[Point labeling data]
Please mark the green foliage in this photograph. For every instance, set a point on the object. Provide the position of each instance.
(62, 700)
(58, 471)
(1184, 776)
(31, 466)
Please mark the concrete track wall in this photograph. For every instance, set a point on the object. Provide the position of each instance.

- _What to work on_:
Retype the data above line for line, with no changes to any wording, number, or punctuation.

- _Solution for this problem_:
Please mark the green foliage in this photograph. For every instance, set a point on the object. Provide the position of each instance.
(62, 700)
(58, 471)
(1184, 776)
(31, 466)
Please mark the concrete track wall in this photograph. For every instance, set a point on the object. Provide the position of each instance.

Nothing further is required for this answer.